Welfare reform gaining, long-term report indicates Most who leave public dole get jobs and preserve families


ANNAPOLIS -- For nine years, Angela Thomas relied on welfare to care for her family. But when she heard about Maryland's plan in 1996 to reform the system, "I was determined that I was going to get off."

She went back to school to get her high school diploma and, with help from a job-training program called Maryland New Direction, she left the welfare rolls in September 1997 - a year after the state began its reform efforts.

The 26-year-old single mother of three now says she likes her new job as a clerk in Baltimore City Circuit Court and has no intentions of returning to welfare.

A long-term study of welfare reform in the state says Thomas' case is not unique.

The state Department of Human Resources said that most of the 97,336 people who got off welfare in Maryland since 1995 got jobs and stayed off welfare. Only one family in five returned to welfare within three months after leaving, officials said.

'Working pretty good'

"We've reformed welfare lots of times, and many of those reforms have been short rides, but so far this one is working pretty good," said Catherine Born, a research associate professor at the University of Maryland School of Social Work.

Despite the successes of the first two years, social workers say there is still much work ahead.

They said many former welfare recipients are now among the working poor, who still need public assistance to get by. And many of those who have not left welfare are likely to be in the "hard-core group" who have been on welfare longer and have fewer job skills.

But Born said her study of the system shows that, "at least in the first year, it's working the way we hoped. Those who are more ready to work are getting jobs."

The study, "Life After Welfare: Second Interim Report," also found that many fears about welfare reform have not come to pass. Foster care has not been overrun with children whose parents left the welfare rolls, Born said, and recipients were not -- thrown out of programs, as many feared.

"The majority of those leaving cash assistance are doing so voluntarily," Born said. "Only 7 percent of the case closings are due to imposition of the sanctions."

But while temporary cash assistance caseloads are dropping, the need for other services has been rising, say social workers.

In Anne Arundel County, for instance, almost every family that drops off the rolls of the Temporary Cash Assistance for Needy Families program "remains open for food stamps and Medicaid," said Vesta Kimble, deputy director of the Anne Arundel County Department of Social Services.

She said the caseload in her county has "increased slightly, from 20,175 cases in 1995, to 20,467 in 1998," despite a drop in the number of people getting direct cash benefits.

*PROBLEM TO WORK ON:* Can you quote the welfare reform article from "The state Department" to "fewer job skills.", word for word?

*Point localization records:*
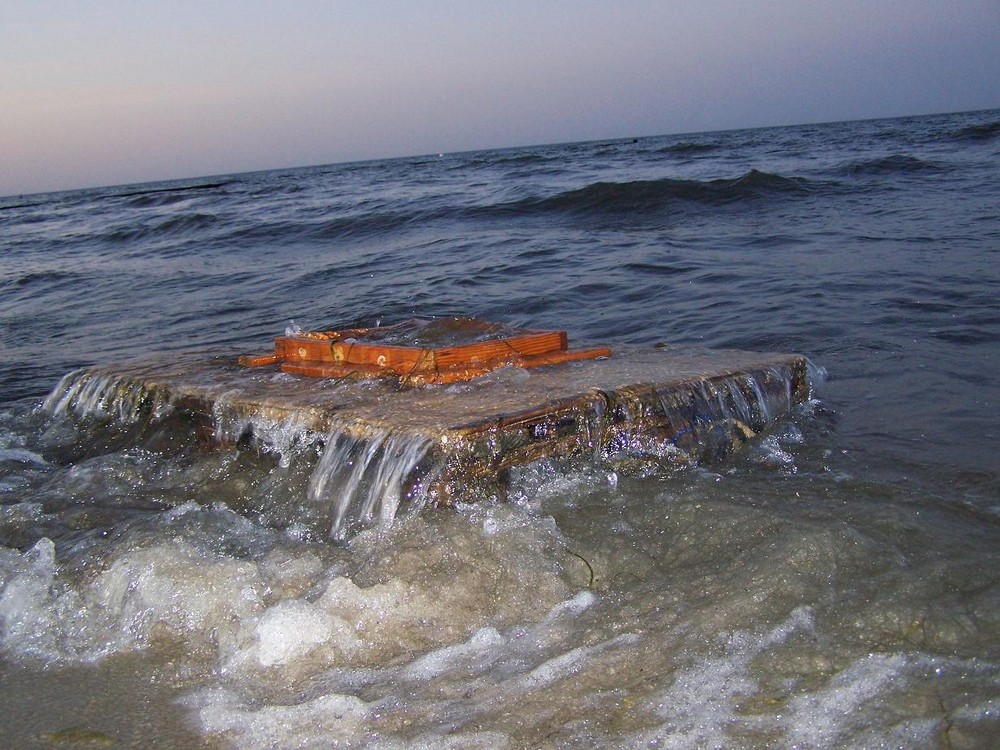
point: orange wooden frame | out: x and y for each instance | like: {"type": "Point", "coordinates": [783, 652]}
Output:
{"type": "Point", "coordinates": [346, 353]}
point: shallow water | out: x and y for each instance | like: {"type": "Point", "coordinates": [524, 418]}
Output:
{"type": "Point", "coordinates": [834, 584]}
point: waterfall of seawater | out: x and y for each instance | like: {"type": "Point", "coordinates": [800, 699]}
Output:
{"type": "Point", "coordinates": [364, 473]}
{"type": "Point", "coordinates": [368, 472]}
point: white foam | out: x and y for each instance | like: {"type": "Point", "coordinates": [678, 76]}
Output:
{"type": "Point", "coordinates": [820, 719]}
{"type": "Point", "coordinates": [703, 700]}
{"type": "Point", "coordinates": [326, 721]}
{"type": "Point", "coordinates": [483, 647]}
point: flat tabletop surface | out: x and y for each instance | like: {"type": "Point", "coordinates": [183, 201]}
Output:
{"type": "Point", "coordinates": [214, 379]}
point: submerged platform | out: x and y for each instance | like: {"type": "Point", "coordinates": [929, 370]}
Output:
{"type": "Point", "coordinates": [381, 444]}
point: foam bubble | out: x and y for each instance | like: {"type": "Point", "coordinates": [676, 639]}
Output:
{"type": "Point", "coordinates": [326, 721]}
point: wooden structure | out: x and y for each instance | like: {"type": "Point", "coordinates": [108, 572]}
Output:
{"type": "Point", "coordinates": [420, 352]}
{"type": "Point", "coordinates": [436, 443]}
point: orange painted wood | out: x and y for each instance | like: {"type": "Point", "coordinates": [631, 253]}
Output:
{"type": "Point", "coordinates": [345, 353]}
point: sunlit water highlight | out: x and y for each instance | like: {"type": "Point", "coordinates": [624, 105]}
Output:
{"type": "Point", "coordinates": [834, 584]}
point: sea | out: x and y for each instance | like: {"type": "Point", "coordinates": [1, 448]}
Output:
{"type": "Point", "coordinates": [835, 583]}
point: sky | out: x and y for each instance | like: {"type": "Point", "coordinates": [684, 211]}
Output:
{"type": "Point", "coordinates": [109, 92]}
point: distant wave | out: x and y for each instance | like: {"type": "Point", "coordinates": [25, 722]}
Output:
{"type": "Point", "coordinates": [163, 196]}
{"type": "Point", "coordinates": [645, 195]}
{"type": "Point", "coordinates": [687, 148]}
{"type": "Point", "coordinates": [897, 163]}
{"type": "Point", "coordinates": [984, 132]}
{"type": "Point", "coordinates": [172, 227]}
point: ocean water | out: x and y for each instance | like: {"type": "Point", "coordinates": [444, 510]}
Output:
{"type": "Point", "coordinates": [835, 584]}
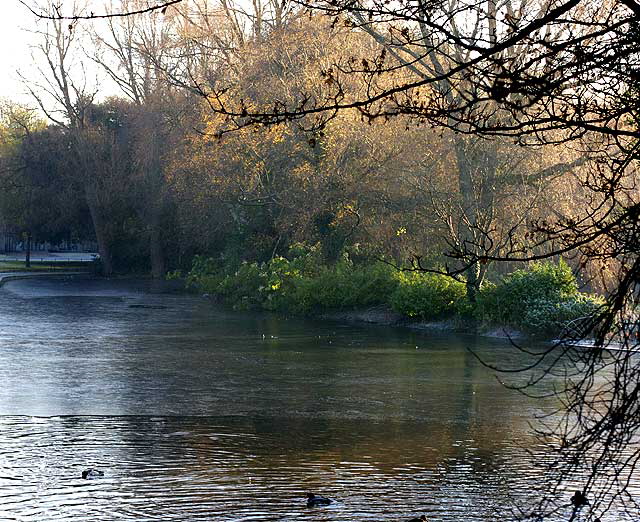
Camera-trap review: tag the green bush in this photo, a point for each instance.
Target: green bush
(427, 295)
(539, 300)
(344, 286)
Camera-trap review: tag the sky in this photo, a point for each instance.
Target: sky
(17, 37)
(15, 20)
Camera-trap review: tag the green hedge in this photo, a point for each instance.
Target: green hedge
(539, 300)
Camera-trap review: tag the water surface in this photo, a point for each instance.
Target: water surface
(195, 412)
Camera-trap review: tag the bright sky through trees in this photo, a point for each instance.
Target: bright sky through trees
(15, 23)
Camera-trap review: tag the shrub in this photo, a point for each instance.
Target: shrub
(539, 300)
(427, 296)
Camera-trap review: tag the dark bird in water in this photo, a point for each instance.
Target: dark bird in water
(92, 473)
(317, 500)
(579, 499)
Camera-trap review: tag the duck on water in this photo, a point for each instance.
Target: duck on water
(92, 473)
(317, 500)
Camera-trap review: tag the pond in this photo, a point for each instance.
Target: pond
(195, 412)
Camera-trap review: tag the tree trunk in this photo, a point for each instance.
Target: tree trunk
(27, 258)
(99, 228)
(477, 166)
(156, 248)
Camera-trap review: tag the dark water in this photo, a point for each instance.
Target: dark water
(197, 413)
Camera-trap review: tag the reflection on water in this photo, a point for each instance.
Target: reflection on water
(196, 413)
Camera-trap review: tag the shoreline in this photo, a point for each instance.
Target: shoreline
(384, 316)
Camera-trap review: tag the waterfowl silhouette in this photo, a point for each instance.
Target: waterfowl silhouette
(579, 499)
(92, 473)
(317, 500)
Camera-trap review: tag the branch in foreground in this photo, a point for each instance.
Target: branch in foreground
(162, 7)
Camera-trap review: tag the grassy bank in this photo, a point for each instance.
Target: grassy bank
(539, 300)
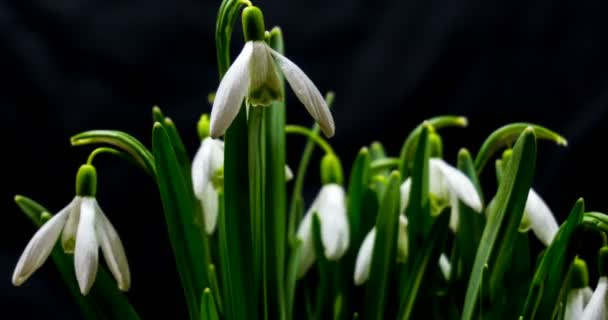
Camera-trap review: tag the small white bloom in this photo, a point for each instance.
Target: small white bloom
(366, 251)
(207, 164)
(449, 185)
(85, 228)
(576, 301)
(597, 308)
(330, 207)
(253, 75)
(538, 217)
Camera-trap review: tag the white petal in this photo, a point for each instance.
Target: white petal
(364, 258)
(307, 250)
(541, 218)
(288, 173)
(68, 236)
(40, 246)
(445, 266)
(597, 309)
(404, 190)
(87, 247)
(575, 303)
(210, 208)
(308, 94)
(208, 160)
(455, 213)
(113, 250)
(334, 222)
(230, 93)
(458, 184)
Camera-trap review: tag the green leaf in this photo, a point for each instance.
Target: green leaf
(418, 210)
(510, 200)
(208, 308)
(425, 261)
(506, 135)
(357, 185)
(123, 141)
(186, 238)
(550, 274)
(384, 252)
(409, 146)
(104, 301)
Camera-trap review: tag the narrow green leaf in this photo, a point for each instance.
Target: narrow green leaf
(185, 236)
(123, 141)
(549, 275)
(506, 135)
(409, 146)
(424, 263)
(510, 199)
(418, 210)
(384, 252)
(104, 301)
(208, 308)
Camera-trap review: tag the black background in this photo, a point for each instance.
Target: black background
(69, 66)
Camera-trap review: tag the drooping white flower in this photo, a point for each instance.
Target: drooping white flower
(330, 207)
(538, 217)
(576, 301)
(597, 308)
(206, 166)
(83, 228)
(449, 185)
(253, 75)
(366, 251)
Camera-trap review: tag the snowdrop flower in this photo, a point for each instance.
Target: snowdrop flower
(83, 228)
(366, 251)
(580, 293)
(449, 185)
(330, 207)
(253, 75)
(207, 171)
(538, 217)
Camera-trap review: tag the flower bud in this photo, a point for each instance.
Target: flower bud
(86, 181)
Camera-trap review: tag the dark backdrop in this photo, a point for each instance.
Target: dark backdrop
(69, 66)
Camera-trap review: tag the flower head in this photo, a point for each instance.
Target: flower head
(83, 228)
(330, 207)
(253, 75)
(538, 217)
(448, 186)
(206, 179)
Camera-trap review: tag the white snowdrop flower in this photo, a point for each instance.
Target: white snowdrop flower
(364, 256)
(330, 207)
(207, 179)
(597, 308)
(253, 75)
(449, 185)
(538, 217)
(83, 228)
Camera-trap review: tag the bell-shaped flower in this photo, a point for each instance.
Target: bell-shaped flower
(207, 179)
(83, 228)
(538, 217)
(597, 308)
(330, 207)
(254, 76)
(364, 256)
(448, 186)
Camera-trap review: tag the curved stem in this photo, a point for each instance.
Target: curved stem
(303, 131)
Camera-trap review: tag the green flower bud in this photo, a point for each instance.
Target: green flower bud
(580, 275)
(603, 261)
(86, 181)
(253, 24)
(331, 170)
(202, 127)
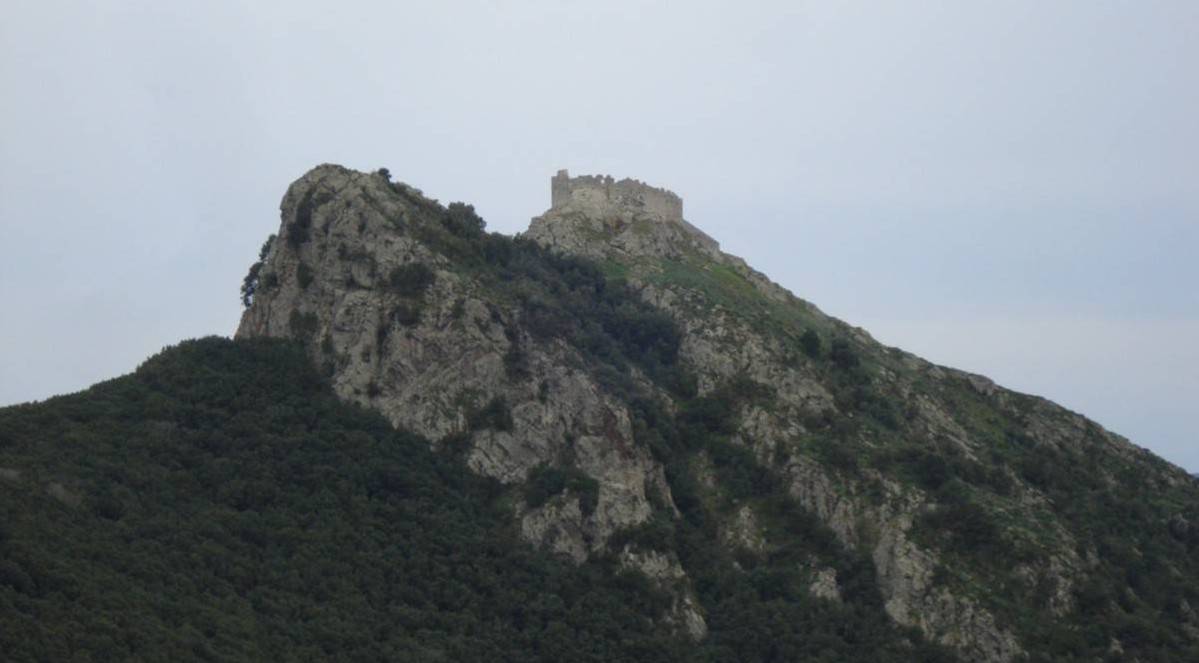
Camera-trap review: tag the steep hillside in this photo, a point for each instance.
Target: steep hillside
(994, 523)
(710, 468)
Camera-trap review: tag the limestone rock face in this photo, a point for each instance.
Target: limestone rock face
(432, 359)
(741, 336)
(853, 431)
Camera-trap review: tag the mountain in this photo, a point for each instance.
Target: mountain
(603, 439)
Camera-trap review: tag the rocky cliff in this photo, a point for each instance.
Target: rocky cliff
(627, 378)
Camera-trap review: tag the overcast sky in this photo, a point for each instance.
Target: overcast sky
(1005, 187)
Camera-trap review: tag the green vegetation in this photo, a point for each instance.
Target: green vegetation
(547, 481)
(411, 279)
(249, 284)
(221, 504)
(494, 415)
(562, 297)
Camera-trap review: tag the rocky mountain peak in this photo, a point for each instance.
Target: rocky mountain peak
(602, 217)
(626, 377)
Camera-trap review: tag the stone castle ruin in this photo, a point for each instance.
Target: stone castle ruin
(602, 193)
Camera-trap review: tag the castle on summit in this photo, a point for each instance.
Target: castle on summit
(602, 193)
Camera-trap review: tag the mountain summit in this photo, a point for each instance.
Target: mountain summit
(995, 523)
(709, 466)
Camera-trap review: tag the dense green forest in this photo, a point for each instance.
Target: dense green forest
(222, 504)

*TASK RESPONSE:*
The state Department of Human Resources said that most of the 97,336 people who got off welfare in Maryland since 1995 got jobs and stayed off welfare. Only one family in five returned to welfare within three months after leaving, officials said.

'Working pretty good'

"We've reformed welfare lots of times, and many of those reforms have been short rides, but so far this one is working pretty good," said Catherine Born, a research associate professor at the University of Maryland School of Social Work.

Despite the successes of the first two years, social workers say there is still much work ahead.

They said many former welfare recipients are now among the working poor, who still need public assistance to get by. And many of those who have not left welfare are likely to be in the "hard-core group" who have been on welfare longer and have fewer job skills.